Google Docs System Design Interview: Real-Time Collaborative Editing
Google Workspace crossed 3 billion users (Google, 2023), and Docs is one of its most used apps. The hard requirement is that when one person types, everyone else editing the same document sees the change in well under a second. A common design target for that change-propagation is under 100 to 200 ms of perceived sync latency (estimate, based on published real-time collaboration goals rather than an official Docs SLA).
Google Docs lets many people edit the same document at the same time and each person sees the others' keystrokes almost instantly. The core problem is not storage, it is conflict resolution: two edits that happen concurrently must be merged so every client converges on the exact same final text. Google solves this with Operational Transformation, where each edit is a small operation that gets transformed against operations it did not know about. A single collaboration server per document gives every operation a total order, which is what makes convergence tractable. On top of that sit presence, remote cursors, offline editing with later reconciliation, comments, sharing permissions, and a version history built from the operation log.
Asked at: Google, Microsoft, Atlassian, Notion, Figma, Dropbox, and most companies that build collaborative editors or shared canvases.
Why this question is asked
This question is popular because it forces you off the standard CRUD path and into distributed concurrency. There is no correct answer that avoids the central issue: if two users edit the same region of a document at the same moment, what does the final state look like, and how do you guarantee that every participant computes the identical result. A strong candidate has to reason about operation ordering, transformation of concurrent edits, low-latency fan-out over persistent connections, presence and remote cursor rendering, offline edits that reconnect and reconcile against a document that moved on without them, and how to store enough history to rebuild any past version. It rewards depth on Operational Transformation or CRDTs and punishes hand-waving.
Requirements
Always clarify these in the first 5 minutes of the interview. Do not start drawing boxes until both lists are agreed.
Functional requirements
- Multiple users can open and edit the same document at the same time.
- Each user sees other users' edits appear in near real time, character by character.
- Each user sees other participants' cursors and text selections, labeled by person.
- Concurrent edits to the same document converge so every client ends with identical content.
- Users can edit offline and have their changes reconciled with the server on reconnect.
- Users can add comments and suggested edits anchored to specific text ranges.
- The system keeps version history so a user can view or restore an earlier state.
- Documents can be shared with view, comment, or edit permissions per user or link.
- Rich text formatting (bold, headings, lists, tables) is preserved across concurrent edits.
Non-functional requirements
- Change-propagation latency should feel instant, a target of under 100 to 200 ms perceived sync (estimate).
- High availability, since a document that will not open blocks the user's work entirely.
- Durability: no acknowledged edit may ever be lost, even across server restarts.
- Convergence consistency: all clients of one document must reach byte-identical final state.
- The connection layer must scale to many concurrent editors and idle viewers per document.
- Offline reconciliation must be deterministic and must not silently drop a user's work.
- Version history must be reconstructable at low cost from stored operations and snapshots.
Back-of-envelope scale estimates
Show your math. Pulling numbers from thin air signals you have not thought about the load.
Total users
3B+ Workspace users
Google reported 3 billion Workspace users in 2023. Docs is a subset of active users but the addressable base is this large.

▸ **Data lines**:
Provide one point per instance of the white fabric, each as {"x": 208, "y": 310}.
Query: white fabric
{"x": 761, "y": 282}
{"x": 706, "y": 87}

▸ **Work to do**:
1. According to the Google Docs system design text, what gives every operation a total order?
2. Extend the Google Docs system design text, picking up right after its final sentence.

▸ **Results by task**:
1. A single collaboration server per document.

2.
Documents stored
tens of billions (estimate)
Derived. With billions of users each owning tens to hundreds of documents over years, total document count reaches tens of billions. No official figure is published.
Concurrent editors per doc
typically 1 to 20, capped near 100 active editors (estimate)
Most docs have one editor at a time. Heavily collaborated docs reach dozens. Google historically limited simultaneous editing to around 100 users, which is a reasonable design ceiling.
Edits per second (busy doc)
50 to 200 ops/sec (estimate)
Derived. Each keystroke, cursor move, and formatting change is an operation. A dozen fast typists produce roughly this range during active editing.
Operation size
tens to hundreds of bytes per op (estimate)
Derived. A single insert or delete plus position, author id, and revision metadata is small. Operation logs are cheap to store relative to media.
Snapshot cadence
every N operations or minutes (design choice)
Snapshots bound replay cost. Compacting the op log into a materialized document state every few hundred operations keeps document open time fast.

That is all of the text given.